(Records from a data source)
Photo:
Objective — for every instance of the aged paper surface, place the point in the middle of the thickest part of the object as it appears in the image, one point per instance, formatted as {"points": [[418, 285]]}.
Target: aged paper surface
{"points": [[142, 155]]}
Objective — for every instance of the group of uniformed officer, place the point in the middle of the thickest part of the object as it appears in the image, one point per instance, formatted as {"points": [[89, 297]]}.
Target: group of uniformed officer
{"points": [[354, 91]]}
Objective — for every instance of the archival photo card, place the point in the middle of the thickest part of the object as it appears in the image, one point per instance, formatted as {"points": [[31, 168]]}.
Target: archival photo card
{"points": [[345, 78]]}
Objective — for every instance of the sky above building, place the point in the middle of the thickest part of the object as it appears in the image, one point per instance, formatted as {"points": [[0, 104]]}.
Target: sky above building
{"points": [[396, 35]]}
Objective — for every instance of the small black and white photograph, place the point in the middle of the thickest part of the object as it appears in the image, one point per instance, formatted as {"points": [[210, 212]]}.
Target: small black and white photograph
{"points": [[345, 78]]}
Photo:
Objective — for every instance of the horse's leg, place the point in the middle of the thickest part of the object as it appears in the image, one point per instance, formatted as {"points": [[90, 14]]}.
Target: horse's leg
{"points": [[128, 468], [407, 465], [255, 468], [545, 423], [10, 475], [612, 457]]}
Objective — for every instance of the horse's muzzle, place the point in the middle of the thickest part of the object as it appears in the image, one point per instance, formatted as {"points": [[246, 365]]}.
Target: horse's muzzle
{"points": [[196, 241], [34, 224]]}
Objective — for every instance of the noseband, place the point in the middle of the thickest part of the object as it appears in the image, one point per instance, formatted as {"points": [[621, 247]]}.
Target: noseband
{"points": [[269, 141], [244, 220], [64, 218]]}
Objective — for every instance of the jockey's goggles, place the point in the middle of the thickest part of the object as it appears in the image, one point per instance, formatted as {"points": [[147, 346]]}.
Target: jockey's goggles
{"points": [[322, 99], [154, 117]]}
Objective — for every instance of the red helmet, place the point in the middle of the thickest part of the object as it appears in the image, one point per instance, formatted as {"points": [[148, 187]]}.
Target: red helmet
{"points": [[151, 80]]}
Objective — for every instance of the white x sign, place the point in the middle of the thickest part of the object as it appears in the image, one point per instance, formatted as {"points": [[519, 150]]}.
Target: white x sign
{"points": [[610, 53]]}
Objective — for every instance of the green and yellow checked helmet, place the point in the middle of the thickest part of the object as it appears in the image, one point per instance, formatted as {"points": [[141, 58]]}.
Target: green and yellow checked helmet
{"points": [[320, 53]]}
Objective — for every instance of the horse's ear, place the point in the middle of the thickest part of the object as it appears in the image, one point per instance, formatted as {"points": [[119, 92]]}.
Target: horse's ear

* Assigned task
All the lines above must appear again in the answer, word for word.

* Output for this task
Photo:
Objective — for every instance of the aged paper surface, place the point in the middle of the thickest part of the object as it appears in the image, one point per instance, formatted as {"points": [[418, 285]]}.
Target: aged paper surface
{"points": [[142, 155]]}
Objective — for every instance of the group of uniformed officer, place the point in the middle of the thickest part of the object as it appears in the image, one point per instance, formatted as {"points": [[89, 297]]}.
Target: group of uniformed officer
{"points": [[354, 91]]}
Objective — for every instance of the archival photo card, place the point in the middle of the thickest part of the object as it appears in the image, one point per instance, formatted as {"points": [[31, 168]]}.
Target: archival photo card
{"points": [[345, 78]]}
Objective — for every instance of the sky above building, place the point in the middle of the thickest part of the object as it appears in the image, one point per instance, formatted as {"points": [[0, 104]]}.
Target: sky above building
{"points": [[396, 35]]}
Objective — for every instance of the small black and white photograph, place the point in the middle of the thickest part of the object as it appears in the image, one point per instance, formatted as {"points": [[210, 212]]}.
Target: small black and white photograph
{"points": [[345, 78]]}
Photo:
Objective — for every instance of the horse's leg, place the point in the middle of the thickest part of the object as it appears in the image, one point per instance, formatted as {"points": [[90, 14]]}.
Target: horse's leg
{"points": [[128, 468], [407, 465], [255, 468], [545, 423], [10, 475], [612, 457]]}
Objective — for every instance of the horse's muzzle, place the point in the middle of the thickest part of the object as it appears in the image, one point per instance, formatted as {"points": [[246, 365]]}.
Target: horse's muzzle
{"points": [[196, 241], [34, 224]]}
Objective — for every instance of the noseband, place the point in the middle of the thickest part of the object as it appears in the image, one point per instance, formatted as {"points": [[621, 247]]}.
Target: noseband
{"points": [[269, 141], [244, 220], [64, 218]]}
Objective — for every instance of the jockey's goggles, place the point in the middle of the thickest part of the object as it appears in the image, one point per instance, formatted as {"points": [[147, 346]]}.
Target: jockey's goggles
{"points": [[322, 99], [154, 117]]}
Objective — for every instance of the red helmet, place the point in the middle of the thickest part of the object as it appears in the image, one point per instance, formatted as {"points": [[148, 187]]}.
Target: red helmet
{"points": [[151, 80]]}
Objective — for every instance of the white x sign, place the point in the middle of the thickest part of the object as it appears in the image, one point per instance, formatted as {"points": [[519, 150]]}.
Target: white x sign
{"points": [[610, 53]]}
Objective — for every instance of the green and yellow checked helmet, place the point in the middle of the thickest part of the object as it appears in the image, one point per instance, formatted as {"points": [[141, 58]]}.
Target: green and yellow checked helmet
{"points": [[320, 53]]}
Objective — for every instance of the horse's ear, place the point in the middle of the thickest part of the object as it appears in the image, one point per instance, formatted as {"points": [[119, 92]]}.
Target: horse's ear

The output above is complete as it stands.